● **Instrucciones de la tarea**
¿Cuántas líneas de las entradas contienen la cadena "every", distinguiendo entre mayúsculas y minúsculas? Da solo el número.

● **Materiales del ejercicio**
++++++++++
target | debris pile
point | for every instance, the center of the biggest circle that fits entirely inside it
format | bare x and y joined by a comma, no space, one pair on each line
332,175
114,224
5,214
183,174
++++++++++
● **Resultado**
1